Selection

########

2.2.2 The phonon frequencies file tatdep1_1omega.dat

You can plot the phonon spectrum. If you use the xmgrace tool, launch:

  xmgrace -nxy tatdep1_1omega.dat

You should get this picture :

Al phonon spectrum

On the Y-axis, you have the frequencies (in THz, see the input file). On the X-axis, you have the q-points along a path in the Brillouin Zone (BZ). This one is defined by default and depends on the Bravais lattice.

Note

The path along the BZ can be changed using the bzpath input variable.

The BZ boundaries and all the q-points included in the path are available in the tatdep1_1qpt.dat file :

As you can see, in the present calculation the path is as follows : \(\Gamma\) - X - W - X’ - K - \(\Gamma\) - L. Concerning the results, you can compare the phonon spectrum obtained in this tutorial with the first figure of this paper. As you can see, the overall agreement is very good but not perfect due the too small number of atomic configurations (20) and the difference between the experimental (80 K) and theoretical (900 K) temperatures. If you perform AIMD simulations at various temperatures and store more than 20 atomic configurations, you will obtain the following picture :

Al experimental spectrum

Warning

The tatdep1_1qpt.dat file do not be confused with the tatdep1_1qbz.dat file which defines the Monkhorst-Pack (MP) q-point mesh used to compute the vDOS : \(g(\omega)=\frac{1}{3N_a}\sum_{s=1}^{3N_a}\sum_{\mathbf{q}\in BZ} \delta(\omega-\omega_s(\mathbf{q}))\) such as \(\int_0^{\omega_{max}} g(\omega)d\omega =1\), with \(\omega_{max}\) the highest phonon frequency of the system. The vDOS is written in the tatdep1_1vdos.dat file. You may plot it to verify that the vDOS is consistent with the phonon spectrum.

########

Data section
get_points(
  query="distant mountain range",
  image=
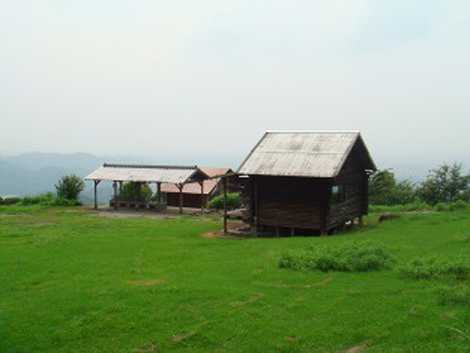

########

Required task 1
Answer from the phonon tutorial:
(a) In what unit are the frequencies on the Y-axis given?
(b) Which input variable changes the path along the Brillouin Zone?
(c) In which file is the vDOS written?
Required task 2
Please pick up the phonon tutorial after its last sentence and carry it on for a few sentences in the same style.
The listing isn't needed for this work.

Written answer 1
(a) THz
(b) bzpath
(c) tatdep1_1vdos.dat

Written answer 2
2.2.3 The thermodynamic file tatdep1_1thermo.dat

In this file, we print all the thermodynamic data that we can compute by using the phonon spectrum and/or the vDOS. The main quantity is the free energy \(\mathcal{F}\). This one can be splitted in two parts:

\[ \mathcal{F}(V,T)=U_0(V)+\mathcal{F}_{\rm vib}(V,T) \]

The first part is the cold contribution (at T = 0 K) whereas the second one is the vibrational contribution (with T \(\neq\) 0). The cold contribution can be computed using a ground state specific calculation or using the following formulation :

\[ U_0(V)=< U_{\rm MD}(t)-\frac{1}{2!}\sum_{ij,\alpha\beta} \overset{(2)}{\Theta}\vphantom{\Theta}_{ij}^{\alpha\beta} u_i^\alpha u_j^\beta > \]

The vibrational contributions (free energy \(F_{\rm vib}\), internal energy \(U_{\rm vib}\), entropy \(S_{\rm vib}\) and heat capacity \(C_{\rm vib,V}\)) can be computed using the vDOS \(g(\omega)\) in the harmonic approximation (see the paper of Lee & Gonze [Lee1995]) :

\[ F_{\rm vib} = \frac{3N_a}{\beta} \int_0^{\omega_{max}} \ln \left(2\sinh(\frac{\beta\hbar\omega}{2})\right) g(\omega)d\omega \label{eq:Fvib} \]
\[ U_{\rm vib} = 3N_a \int_0^{\omega_{max}} \frac{\hbar\omega}{2}\coth(\frac{\beta\hbar\omega}{2}) g(\omega)d\omega \]
\[ C_{\rm vib,V} = 3N_a k_B \int_0^{\omega_{max}} \left(\frac{\beta\hbar\omega}{2\sinh(\frac{\beta\hbar\omega}{2})}\right)^2 g(\omega)d\omega \label{eq:Cv} \]
\[ S_{\rm vib} = 3N_a k_B \int_0^{\omega_{max}} \left[\frac{\beta\hbar\omega}{2}\coth(\frac{\beta\hbar\omega}{2}) - \ln \left(2\sinh(\frac{\beta\hbar\omega}{2})\right)\right] g(\omega)d\omega \]

All these thermodynamic data are computed and written in the tatdep1_1thermo.dat. Note that this file is divided in two parts :

  • the first one is dedicated to the thermodynamic data obtained at the temperature defined by the input variable temperature.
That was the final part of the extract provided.